- **Task directions**
Copy every entry exactly.

· · ·

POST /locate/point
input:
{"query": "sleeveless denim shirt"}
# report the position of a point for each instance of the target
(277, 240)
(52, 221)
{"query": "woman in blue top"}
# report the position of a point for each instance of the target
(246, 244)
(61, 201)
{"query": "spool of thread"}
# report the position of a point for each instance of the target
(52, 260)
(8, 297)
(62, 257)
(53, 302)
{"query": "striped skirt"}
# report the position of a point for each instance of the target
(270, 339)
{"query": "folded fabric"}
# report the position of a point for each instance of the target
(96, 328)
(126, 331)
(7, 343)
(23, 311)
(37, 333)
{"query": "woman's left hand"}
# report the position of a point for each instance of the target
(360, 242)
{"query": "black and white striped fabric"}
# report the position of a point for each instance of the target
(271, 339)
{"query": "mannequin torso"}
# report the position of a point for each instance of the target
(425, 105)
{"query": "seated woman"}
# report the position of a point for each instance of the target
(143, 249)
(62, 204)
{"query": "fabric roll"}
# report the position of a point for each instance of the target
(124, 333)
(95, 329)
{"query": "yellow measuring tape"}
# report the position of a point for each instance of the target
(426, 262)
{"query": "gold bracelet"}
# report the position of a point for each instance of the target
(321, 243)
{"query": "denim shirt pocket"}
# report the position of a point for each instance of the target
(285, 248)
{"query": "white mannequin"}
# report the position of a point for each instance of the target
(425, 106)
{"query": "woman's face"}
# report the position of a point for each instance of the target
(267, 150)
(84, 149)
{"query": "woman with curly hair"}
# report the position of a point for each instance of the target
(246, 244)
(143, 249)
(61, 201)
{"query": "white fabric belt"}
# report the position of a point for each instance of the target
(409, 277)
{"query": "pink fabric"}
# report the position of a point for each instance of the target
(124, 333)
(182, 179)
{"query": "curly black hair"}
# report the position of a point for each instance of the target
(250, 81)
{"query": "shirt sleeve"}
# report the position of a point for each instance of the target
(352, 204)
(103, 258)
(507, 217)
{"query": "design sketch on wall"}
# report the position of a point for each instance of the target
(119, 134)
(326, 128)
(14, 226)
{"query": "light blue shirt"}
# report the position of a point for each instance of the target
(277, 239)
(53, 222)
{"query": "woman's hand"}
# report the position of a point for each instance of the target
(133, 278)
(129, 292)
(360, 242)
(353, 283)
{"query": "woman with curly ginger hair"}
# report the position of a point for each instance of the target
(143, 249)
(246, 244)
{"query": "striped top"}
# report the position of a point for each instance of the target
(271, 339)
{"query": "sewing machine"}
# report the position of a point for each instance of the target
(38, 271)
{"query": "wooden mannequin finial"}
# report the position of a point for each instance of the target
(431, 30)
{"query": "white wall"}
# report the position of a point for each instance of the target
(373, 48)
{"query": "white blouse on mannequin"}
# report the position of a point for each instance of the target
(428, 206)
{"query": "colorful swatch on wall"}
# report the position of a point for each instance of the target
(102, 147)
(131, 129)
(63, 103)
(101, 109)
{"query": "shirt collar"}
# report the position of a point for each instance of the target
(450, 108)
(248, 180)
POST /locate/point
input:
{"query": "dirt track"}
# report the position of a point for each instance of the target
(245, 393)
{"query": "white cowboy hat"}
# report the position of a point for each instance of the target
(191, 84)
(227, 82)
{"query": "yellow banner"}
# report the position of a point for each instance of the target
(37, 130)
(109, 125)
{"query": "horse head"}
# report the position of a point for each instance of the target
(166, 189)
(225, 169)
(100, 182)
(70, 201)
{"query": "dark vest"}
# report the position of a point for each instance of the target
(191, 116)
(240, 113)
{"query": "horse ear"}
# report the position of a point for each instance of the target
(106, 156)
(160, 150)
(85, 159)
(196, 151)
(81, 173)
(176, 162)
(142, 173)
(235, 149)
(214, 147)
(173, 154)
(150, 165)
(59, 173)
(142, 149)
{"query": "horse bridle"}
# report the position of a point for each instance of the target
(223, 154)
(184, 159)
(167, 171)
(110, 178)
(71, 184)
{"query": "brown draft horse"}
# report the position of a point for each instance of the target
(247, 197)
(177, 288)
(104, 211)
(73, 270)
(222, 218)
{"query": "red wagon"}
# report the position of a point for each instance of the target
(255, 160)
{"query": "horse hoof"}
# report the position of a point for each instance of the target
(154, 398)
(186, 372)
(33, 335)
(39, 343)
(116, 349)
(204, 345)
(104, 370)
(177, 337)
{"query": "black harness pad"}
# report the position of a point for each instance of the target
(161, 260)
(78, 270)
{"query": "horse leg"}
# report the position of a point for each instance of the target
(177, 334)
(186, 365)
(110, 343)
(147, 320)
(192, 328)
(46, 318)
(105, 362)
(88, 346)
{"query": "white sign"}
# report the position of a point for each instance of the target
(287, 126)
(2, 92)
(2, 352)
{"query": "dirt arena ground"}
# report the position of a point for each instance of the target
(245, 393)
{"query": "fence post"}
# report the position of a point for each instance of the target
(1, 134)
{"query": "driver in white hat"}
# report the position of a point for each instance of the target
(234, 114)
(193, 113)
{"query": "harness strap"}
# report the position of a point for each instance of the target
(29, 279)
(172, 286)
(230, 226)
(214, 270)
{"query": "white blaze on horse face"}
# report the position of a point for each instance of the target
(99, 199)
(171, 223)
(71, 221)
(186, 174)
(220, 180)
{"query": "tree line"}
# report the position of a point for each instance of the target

· · ·

- **Answer to the problem**
POST /locate/point
input:
{"query": "sleeveless denim shirt"}
# report the position of a point for each instance of the target
(277, 240)
(52, 221)
{"query": "woman in blue top"}
# report the position of a point for each instance of the target
(246, 244)
(61, 201)
{"query": "spool of thread"}
# report the position of a point for each instance of the target
(52, 260)
(8, 297)
(62, 257)
(53, 302)
{"query": "striped skirt"}
# report the position of a point for each instance of the target
(270, 339)
{"query": "folded fabric"}
# report the position of a point for each instance of the target
(96, 328)
(126, 331)
(7, 343)
(23, 311)
(37, 333)
{"query": "woman's left hand"}
# report the position of a point for each instance of the target
(360, 242)
{"query": "black and white striped fabric"}
# report the position of a point for each instance of the target
(271, 339)
{"query": "mannequin torso"}
# report the position of a point for each instance of the target
(425, 105)
{"query": "seated woman"}
# report the position of a point for each instance of the target
(143, 249)
(62, 204)
{"query": "fabric roll"}
# report the position of a point for each instance of the target
(124, 333)
(95, 329)
{"query": "yellow measuring tape"}
# report the position of a point for each instance of the target
(426, 262)
{"query": "gold bracelet"}
# report the position of a point for each instance of the target
(321, 243)
{"query": "denim shirt pocket"}
# report the position of a point for each instance of the target
(285, 248)
{"query": "white mannequin"}
# report the position of a point for each instance of the target
(425, 106)
{"query": "woman's face"}
# report the position of a point for each instance of the target
(267, 150)
(84, 149)
{"query": "woman with curly hair"}
# report the position of a point for each instance of the target
(246, 244)
(143, 249)
(61, 201)
{"query": "white fabric belt"}
# report the position of a point for each instance of the target
(409, 277)
{"query": "pink fabric"}
# report the position of a point for each instance of the target
(124, 333)
(182, 179)
{"query": "curly black hair"}
# report the position of a point for each instance of the target
(250, 81)
{"query": "shirt sleeve"}
# report the position of a point for each instance of the target
(352, 204)
(103, 258)
(507, 217)
{"query": "design sketch on wall"}
# report the position of a point for each instance of the target
(119, 134)
(326, 128)
(14, 226)
{"query": "light blue shirt"}
# report the position of a point for each instance of the target
(277, 239)
(53, 222)
{"query": "woman's hand"}
# report the position of a point for each instance of the target
(133, 278)
(129, 292)
(360, 242)
(353, 283)
{"query": "woman with curly ginger hair"}
# report the position of a point for each instance of the target
(143, 249)
(246, 244)
{"query": "striped top"}
# report the position of a point for each instance of the target
(271, 339)
{"query": "sewing machine"}
# report the position of a point for each instance of the target
(38, 271)
{"query": "wooden mannequin finial"}
# report the position of a point for each instance of the target
(431, 30)
{"query": "white wall"}
# report the position of a point for each instance of the target
(373, 48)
{"query": "white blouse on mannequin"}
# report the position of a point for each instance of the target
(428, 206)
{"query": "colorful swatch on wall"}
# report the position of a point for each instance of the target
(102, 147)
(131, 129)
(63, 103)
(101, 109)
{"query": "shirt collar"}
# report the position of a point for each instance of the target
(450, 108)
(248, 180)
POST /locate/point
input:
{"query": "dirt track"}
# report the position of a point for each instance of the target
(245, 393)
{"query": "white cowboy hat"}
# report the position of a point for each instance of the target
(191, 84)
(227, 82)
{"query": "yellow banner"}
# report the position of a point for each instance of the target
(37, 130)
(109, 125)
{"query": "horse head"}
# report the position of a point for each instance of the target
(166, 189)
(225, 169)
(100, 182)
(70, 201)
{"query": "dark vest"}
# report the position of a point for each instance of the target
(191, 116)
(240, 113)
{"query": "horse ear"}
# report the position of a point for each instance of the target
(106, 156)
(160, 150)
(85, 159)
(196, 151)
(81, 173)
(176, 162)
(142, 173)
(235, 149)
(214, 147)
(173, 154)
(150, 165)
(59, 173)
(142, 149)
{"query": "horse bridle"}
# report the position of a point for each instance of the target
(223, 154)
(184, 159)
(167, 171)
(110, 178)
(71, 184)
{"query": "brown draft horse"}
# report the position of a point for each instance of the target
(247, 197)
(177, 288)
(104, 211)
(73, 270)
(222, 218)
{"query": "red wagon"}
# report the position of a point for each instance of the target
(255, 160)
{"query": "horse hoof"}
# report the position of a point for each instance of the target
(154, 398)
(186, 372)
(33, 335)
(39, 343)
(116, 349)
(204, 345)
(104, 370)
(177, 337)
{"query": "black harness pad"}
# report the position of a point for each instance of the target
(161, 260)
(78, 270)
{"query": "horse leg"}
# report the position of a point for each instance of the target
(177, 334)
(186, 365)
(110, 343)
(147, 320)
(192, 328)
(46, 318)
(105, 362)
(88, 346)
{"query": "white sign"}
# report the position of a point for each instance of the target
(287, 126)
(2, 92)
(2, 352)
{"query": "dirt arena ground"}
# report the position of a point for each instance of the target
(245, 393)
{"query": "fence post"}
# report the position of a point for each instance of the target
(1, 134)
{"query": "driver in white hat"}
# report the position of a point for each instance of the target
(234, 114)
(193, 113)
{"query": "harness strap"}
# report the position of a point for each instance of the target
(29, 279)
(172, 286)
(230, 226)
(214, 270)
{"query": "white blaze on horse face"}
# report the position of a point for each instance of the target
(99, 199)
(171, 223)
(71, 221)
(186, 174)
(220, 180)
{"query": "tree line"}
# report the position of a point for each instance of the target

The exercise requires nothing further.